Start of GIVEN TEXT

An Event usually represents a set of lessons about a subject. It demands a set of times and resources to occur. This assignment is the main goal of any timetabling solver. Events may be grouped into an Event Group. A timeslot assigned to an event is called a Meet, and a resource assigned to an event is called a Task. Every XHSTT solver is also responsible for breaking an event into sub-events to be spread over the days whenever it is necessary. Other kinds of events, such as meetings, are allowed by the model (Post et al. 2014). An event has the following attributes:

  • duration, which represents the number of times that should be assigned to an event;

  • workload, which will be added to the total workload of resources assigned to the event (optional);

  • preassigned resources to attend the event (optional); and

  • preassigned timeslots to attend the event (optional).

2.4 Constraints

Post et al. (2014) groups the Constraints into three categories: basic scheduling constraints, event constraints, and resource constraints. The objective function f(.) is calculated in terms of violations of the constraints. These violations are penalized according to the weight of each constraint, defining a minimization problem. They are also divided into hard constraints, whose attendance is mandatory, and soft constraints, whose attendance is desirable. Each instance can define whether a constraint is hard or soft and its weight. For more details, please refer to Post et al. (2014). A mathematical programming formulation of all XHSTT constraints is given by Kristiansen et al. (2014).

2.4.1 Basic scheduling constraints

  • Assign Time assigns the required number of timeslots to each event;

  • Assign Resource assigns the required resources to each event;

  • Prefer Times indicates that some events have preference for particular timeslots; and

  • Prefer Resources indicates that some events have preference for particular resources.

2.4.2 Event constraints

  • Link Events Schedules a set of events to the same timeslots;

  • Spread Events Specifies that the number of occurrences of an event in a timeslot group should lie between a minimum and a maximum value. This constraint can be used, for example, to define a daily limit of lessons of a given subject;

  • Avoid Split Assignments Assigns the same resources to all occurrences of the same event. With this constraint, for example, one can enforce the assignment of all occurrences of an event to the same room;

  • Distribute Split Events Places limits on the number of sub-events of a particular duration that may be derived from an event. This constraint may be important in some institutions, since a large number of consecutive lessons of the same subject can affect the performance of the students; and

  • Split Events Limits the number of non-consecutive meets that an event can be scheduled and its duration. One example of this constraint is to ensure that an event of duration four is split into two sub-events of duration two.

End of GIVEN TEXT

TASKS FOR THIS EXERCISE ▸
1. According to the timetabling excerpt, what is a timeslot assigned to an event called?
2. Echo the part of the timetabling excerpt starting with "2.4 Constraints" and going on through "Kristiansen et al. (2014).".

Start of GIVEN ENTRIES

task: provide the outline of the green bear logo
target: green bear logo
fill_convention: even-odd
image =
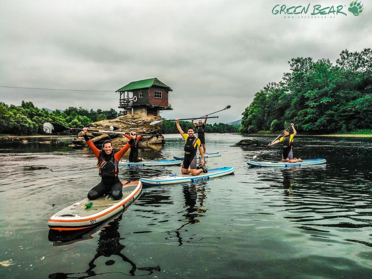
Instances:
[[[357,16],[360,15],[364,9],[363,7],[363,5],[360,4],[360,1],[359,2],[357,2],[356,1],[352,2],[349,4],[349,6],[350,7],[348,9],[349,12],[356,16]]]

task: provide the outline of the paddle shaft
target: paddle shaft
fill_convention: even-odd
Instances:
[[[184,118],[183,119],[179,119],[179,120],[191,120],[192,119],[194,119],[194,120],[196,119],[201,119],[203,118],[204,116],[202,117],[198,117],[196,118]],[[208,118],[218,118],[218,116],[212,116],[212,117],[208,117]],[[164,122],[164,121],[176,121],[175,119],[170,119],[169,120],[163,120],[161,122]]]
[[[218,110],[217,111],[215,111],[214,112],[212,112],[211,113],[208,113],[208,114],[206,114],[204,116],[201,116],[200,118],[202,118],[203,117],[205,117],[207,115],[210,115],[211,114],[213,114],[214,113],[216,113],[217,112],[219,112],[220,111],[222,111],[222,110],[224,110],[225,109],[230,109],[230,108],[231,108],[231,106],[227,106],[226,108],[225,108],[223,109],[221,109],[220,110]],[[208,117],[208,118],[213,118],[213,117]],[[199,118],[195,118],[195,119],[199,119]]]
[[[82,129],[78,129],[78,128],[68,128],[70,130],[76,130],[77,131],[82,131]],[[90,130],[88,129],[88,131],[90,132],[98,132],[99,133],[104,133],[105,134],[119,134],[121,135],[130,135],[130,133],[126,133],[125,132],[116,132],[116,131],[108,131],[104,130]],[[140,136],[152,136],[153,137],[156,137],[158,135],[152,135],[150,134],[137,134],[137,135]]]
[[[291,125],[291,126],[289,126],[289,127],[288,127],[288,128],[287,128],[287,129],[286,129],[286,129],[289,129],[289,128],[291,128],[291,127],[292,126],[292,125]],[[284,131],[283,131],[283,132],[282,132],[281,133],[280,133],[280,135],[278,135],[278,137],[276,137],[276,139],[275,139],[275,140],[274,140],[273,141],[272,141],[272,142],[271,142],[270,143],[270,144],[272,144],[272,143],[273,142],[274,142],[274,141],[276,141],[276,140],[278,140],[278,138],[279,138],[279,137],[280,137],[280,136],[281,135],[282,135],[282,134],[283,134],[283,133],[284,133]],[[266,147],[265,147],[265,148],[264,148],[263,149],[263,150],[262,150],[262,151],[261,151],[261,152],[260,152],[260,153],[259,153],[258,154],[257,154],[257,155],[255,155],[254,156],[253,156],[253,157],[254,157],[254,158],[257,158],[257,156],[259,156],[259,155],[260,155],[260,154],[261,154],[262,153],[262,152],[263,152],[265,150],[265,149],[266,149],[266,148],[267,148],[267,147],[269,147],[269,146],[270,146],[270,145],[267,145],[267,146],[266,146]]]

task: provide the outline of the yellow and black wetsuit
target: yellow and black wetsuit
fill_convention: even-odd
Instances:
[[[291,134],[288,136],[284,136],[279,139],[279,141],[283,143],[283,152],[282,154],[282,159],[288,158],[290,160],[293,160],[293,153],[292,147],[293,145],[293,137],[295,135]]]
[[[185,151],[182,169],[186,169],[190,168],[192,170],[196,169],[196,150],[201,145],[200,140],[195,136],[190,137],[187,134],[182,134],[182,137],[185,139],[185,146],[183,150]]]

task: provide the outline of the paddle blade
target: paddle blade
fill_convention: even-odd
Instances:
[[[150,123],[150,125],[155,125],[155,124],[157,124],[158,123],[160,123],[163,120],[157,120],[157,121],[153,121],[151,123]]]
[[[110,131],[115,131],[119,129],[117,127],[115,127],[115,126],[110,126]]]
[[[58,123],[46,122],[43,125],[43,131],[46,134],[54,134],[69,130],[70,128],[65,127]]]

End of GIVEN ENTRIES
Start of GIVEN ENTRIES

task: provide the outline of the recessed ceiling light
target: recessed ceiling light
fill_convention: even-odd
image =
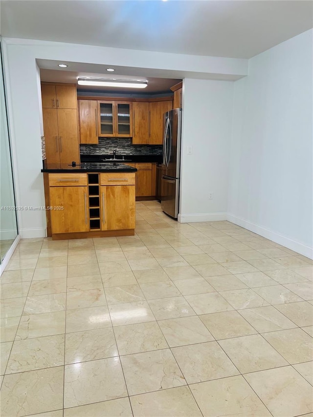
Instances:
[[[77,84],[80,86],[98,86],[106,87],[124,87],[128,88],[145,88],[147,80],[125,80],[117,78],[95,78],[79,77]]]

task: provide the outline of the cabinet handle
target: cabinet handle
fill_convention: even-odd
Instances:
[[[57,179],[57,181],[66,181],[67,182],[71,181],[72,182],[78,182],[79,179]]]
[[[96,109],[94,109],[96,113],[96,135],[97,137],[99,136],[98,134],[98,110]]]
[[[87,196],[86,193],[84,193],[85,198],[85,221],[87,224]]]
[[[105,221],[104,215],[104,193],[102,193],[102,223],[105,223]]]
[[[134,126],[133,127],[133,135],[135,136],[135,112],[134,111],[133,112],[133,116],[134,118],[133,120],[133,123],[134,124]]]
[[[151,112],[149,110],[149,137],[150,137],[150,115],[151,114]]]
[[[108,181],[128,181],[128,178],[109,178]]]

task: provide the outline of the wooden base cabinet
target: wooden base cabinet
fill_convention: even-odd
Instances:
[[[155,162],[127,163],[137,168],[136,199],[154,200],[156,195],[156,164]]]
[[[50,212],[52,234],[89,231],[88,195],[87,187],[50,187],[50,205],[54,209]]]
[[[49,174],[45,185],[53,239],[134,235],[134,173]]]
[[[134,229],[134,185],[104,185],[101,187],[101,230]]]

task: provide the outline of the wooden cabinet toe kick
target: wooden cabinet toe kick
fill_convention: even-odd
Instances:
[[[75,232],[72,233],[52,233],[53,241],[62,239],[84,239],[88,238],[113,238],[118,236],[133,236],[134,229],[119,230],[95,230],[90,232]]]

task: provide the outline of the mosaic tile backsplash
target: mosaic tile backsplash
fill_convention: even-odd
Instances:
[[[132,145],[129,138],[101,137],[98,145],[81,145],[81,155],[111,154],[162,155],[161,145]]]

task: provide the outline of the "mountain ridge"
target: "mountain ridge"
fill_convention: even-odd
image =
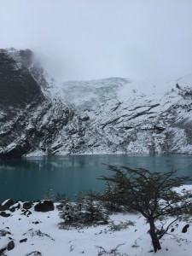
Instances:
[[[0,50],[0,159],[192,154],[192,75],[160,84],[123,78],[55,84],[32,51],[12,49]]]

End of GIVEN ENTRIES

THE RESPONSES ▸
1. A Meet.

2.
2.4 Constraints

Post et al. (2014) groups the Constraints into three categories: basic scheduling constraints, event constraints, and resource constraints. The objective function f(.) is calculated in terms of violations of the constraints. These violations are penalized according to the weight of each constraint, defining a minimization problem. They are also divided into hard constraints, whose attendance is mandatory, and soft constraints, whose attendance is desirable. Each instance can define whether a constraint is hard or soft and its weight. For more details, please refer to Post et al. (2014). A mathematical programming formulation of all XHSTT constraints is given by Kristiansen et al. (2014).